==== Data shown

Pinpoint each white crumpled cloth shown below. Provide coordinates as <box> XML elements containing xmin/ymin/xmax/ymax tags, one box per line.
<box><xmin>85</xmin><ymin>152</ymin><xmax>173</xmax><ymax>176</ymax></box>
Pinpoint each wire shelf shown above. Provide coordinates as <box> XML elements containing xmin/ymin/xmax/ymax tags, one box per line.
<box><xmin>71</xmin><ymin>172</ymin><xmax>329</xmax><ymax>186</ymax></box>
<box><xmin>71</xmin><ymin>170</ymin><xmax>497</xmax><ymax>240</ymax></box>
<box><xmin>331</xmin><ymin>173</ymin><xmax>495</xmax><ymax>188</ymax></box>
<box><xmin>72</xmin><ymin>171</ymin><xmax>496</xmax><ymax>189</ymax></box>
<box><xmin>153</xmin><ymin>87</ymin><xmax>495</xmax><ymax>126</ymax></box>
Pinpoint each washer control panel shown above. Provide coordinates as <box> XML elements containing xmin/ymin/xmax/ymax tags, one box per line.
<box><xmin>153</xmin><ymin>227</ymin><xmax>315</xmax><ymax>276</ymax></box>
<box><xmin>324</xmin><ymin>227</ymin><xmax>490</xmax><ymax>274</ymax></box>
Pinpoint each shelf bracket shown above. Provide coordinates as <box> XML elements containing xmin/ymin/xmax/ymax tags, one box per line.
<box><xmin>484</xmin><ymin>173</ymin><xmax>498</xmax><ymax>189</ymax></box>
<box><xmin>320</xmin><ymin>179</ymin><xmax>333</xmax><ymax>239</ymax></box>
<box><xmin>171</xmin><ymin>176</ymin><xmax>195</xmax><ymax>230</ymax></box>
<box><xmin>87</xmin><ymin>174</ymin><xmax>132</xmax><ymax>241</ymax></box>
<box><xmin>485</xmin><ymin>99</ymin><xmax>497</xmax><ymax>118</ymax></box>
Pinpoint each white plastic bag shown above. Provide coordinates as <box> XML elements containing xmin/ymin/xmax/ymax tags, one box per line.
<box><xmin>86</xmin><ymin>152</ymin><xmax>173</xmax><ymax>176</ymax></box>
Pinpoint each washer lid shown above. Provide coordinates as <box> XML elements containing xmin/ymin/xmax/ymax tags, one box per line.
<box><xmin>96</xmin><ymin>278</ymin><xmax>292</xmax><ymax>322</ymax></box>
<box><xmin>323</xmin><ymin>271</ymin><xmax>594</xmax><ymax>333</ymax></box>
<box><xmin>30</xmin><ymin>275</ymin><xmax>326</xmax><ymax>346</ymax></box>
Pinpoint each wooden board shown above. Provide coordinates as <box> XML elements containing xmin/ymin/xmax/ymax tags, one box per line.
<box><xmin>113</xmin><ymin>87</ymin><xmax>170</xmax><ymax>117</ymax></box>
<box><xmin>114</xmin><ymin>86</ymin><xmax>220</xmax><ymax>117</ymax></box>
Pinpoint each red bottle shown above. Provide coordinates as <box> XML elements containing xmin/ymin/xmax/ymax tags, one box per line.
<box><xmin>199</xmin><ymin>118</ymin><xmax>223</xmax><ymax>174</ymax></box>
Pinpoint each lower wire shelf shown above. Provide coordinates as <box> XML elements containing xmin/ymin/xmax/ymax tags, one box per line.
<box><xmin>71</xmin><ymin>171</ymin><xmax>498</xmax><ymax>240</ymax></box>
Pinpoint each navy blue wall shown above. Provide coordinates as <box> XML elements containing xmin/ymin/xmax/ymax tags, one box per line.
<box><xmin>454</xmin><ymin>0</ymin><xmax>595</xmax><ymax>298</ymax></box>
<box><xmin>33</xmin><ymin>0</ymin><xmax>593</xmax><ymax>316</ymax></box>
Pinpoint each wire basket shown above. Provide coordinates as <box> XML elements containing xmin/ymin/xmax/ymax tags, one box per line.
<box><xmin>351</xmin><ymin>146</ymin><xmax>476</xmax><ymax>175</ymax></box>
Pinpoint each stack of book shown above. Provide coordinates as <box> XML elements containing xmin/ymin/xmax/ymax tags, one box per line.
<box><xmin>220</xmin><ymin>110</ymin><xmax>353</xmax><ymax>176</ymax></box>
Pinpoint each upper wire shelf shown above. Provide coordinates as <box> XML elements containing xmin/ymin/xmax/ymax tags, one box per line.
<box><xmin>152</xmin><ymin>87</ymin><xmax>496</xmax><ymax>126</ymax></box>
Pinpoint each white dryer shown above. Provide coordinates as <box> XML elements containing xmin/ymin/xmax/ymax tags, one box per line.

========

Requirement — Please give the records again exactly as they are.

Output of the task —
Pinpoint each white crumpled cloth shown below. Provide coordinates as <box> XML elements containing xmin/ymin/xmax/ymax tags, one box per line.
<box><xmin>85</xmin><ymin>152</ymin><xmax>173</xmax><ymax>176</ymax></box>
Pinpoint each wire shelf shown above. Provide coordinates as <box> XML elements containing xmin/ymin/xmax/ymax tags, one box per line.
<box><xmin>71</xmin><ymin>172</ymin><xmax>329</xmax><ymax>186</ymax></box>
<box><xmin>71</xmin><ymin>170</ymin><xmax>497</xmax><ymax>240</ymax></box>
<box><xmin>331</xmin><ymin>173</ymin><xmax>495</xmax><ymax>188</ymax></box>
<box><xmin>72</xmin><ymin>171</ymin><xmax>496</xmax><ymax>189</ymax></box>
<box><xmin>153</xmin><ymin>87</ymin><xmax>495</xmax><ymax>126</ymax></box>
Pinpoint each washer control panel shown above. Provide coordinates as <box> XML elements containing xmin/ymin/xmax/ymax tags, one box per line.
<box><xmin>153</xmin><ymin>227</ymin><xmax>315</xmax><ymax>276</ymax></box>
<box><xmin>324</xmin><ymin>227</ymin><xmax>490</xmax><ymax>274</ymax></box>
Pinpoint each shelf bracket shown above. Provide coordinates as <box> XML elements containing xmin/ymin/xmax/ymax tags, one box per line.
<box><xmin>484</xmin><ymin>173</ymin><xmax>498</xmax><ymax>189</ymax></box>
<box><xmin>320</xmin><ymin>179</ymin><xmax>333</xmax><ymax>239</ymax></box>
<box><xmin>171</xmin><ymin>176</ymin><xmax>195</xmax><ymax>230</ymax></box>
<box><xmin>87</xmin><ymin>174</ymin><xmax>132</xmax><ymax>241</ymax></box>
<box><xmin>485</xmin><ymin>99</ymin><xmax>497</xmax><ymax>118</ymax></box>
Pinpoint each white plastic bag shown above. Provide coordinates as <box> XML elements containing xmin/ymin/xmax/ymax tags, one box per line.
<box><xmin>86</xmin><ymin>152</ymin><xmax>173</xmax><ymax>176</ymax></box>
Pinpoint each washer lid shown above. Provide coordinates as <box> XML elements containing xmin/ymin/xmax/ymax tags, one box per line.
<box><xmin>96</xmin><ymin>278</ymin><xmax>292</xmax><ymax>322</ymax></box>
<box><xmin>323</xmin><ymin>271</ymin><xmax>594</xmax><ymax>333</ymax></box>
<box><xmin>30</xmin><ymin>275</ymin><xmax>326</xmax><ymax>346</ymax></box>
Pinpoint each wooden board shown above. Provide coordinates as <box> XML elements containing xmin/ymin/xmax/ymax tags, one box per line.
<box><xmin>113</xmin><ymin>87</ymin><xmax>170</xmax><ymax>117</ymax></box>
<box><xmin>114</xmin><ymin>86</ymin><xmax>220</xmax><ymax>117</ymax></box>
Pinpoint each red bottle shown above. Provide coordinates as <box> XML elements containing xmin/ymin/xmax/ymax tags, one box per line.
<box><xmin>199</xmin><ymin>118</ymin><xmax>223</xmax><ymax>174</ymax></box>
Pinpoint each lower wire shelf shown above. Provide coordinates as <box> XML elements containing xmin/ymin/xmax/ymax tags, one box per line.
<box><xmin>71</xmin><ymin>171</ymin><xmax>498</xmax><ymax>240</ymax></box>
Pinpoint each navy blue wall shown above. Provide coordinates as <box> XML elements containing xmin/ymin/xmax/ymax tags, one box per line.
<box><xmin>454</xmin><ymin>0</ymin><xmax>595</xmax><ymax>298</ymax></box>
<box><xmin>33</xmin><ymin>0</ymin><xmax>593</xmax><ymax>316</ymax></box>
Pinpoint each wire basket shown above. Provide coordinates as <box> XML elements containing xmin/ymin/xmax/ymax tags, one box per line.
<box><xmin>351</xmin><ymin>146</ymin><xmax>476</xmax><ymax>175</ymax></box>
Pinpoint each stack of book shown above. Provide coordinates as <box> XML elements containing xmin/ymin/xmax/ymax tags, one box per line.
<box><xmin>220</xmin><ymin>110</ymin><xmax>353</xmax><ymax>176</ymax></box>
Pinpoint each upper wire shelf shown above. Provide coordinates as <box> XML elements containing xmin/ymin/xmax/ymax tags, one box per line.
<box><xmin>152</xmin><ymin>87</ymin><xmax>496</xmax><ymax>126</ymax></box>
Pinpoint each white dryer shown above. Provide coordinates as <box> XML elements containing xmin/ymin/xmax/ymax tags, one box per line.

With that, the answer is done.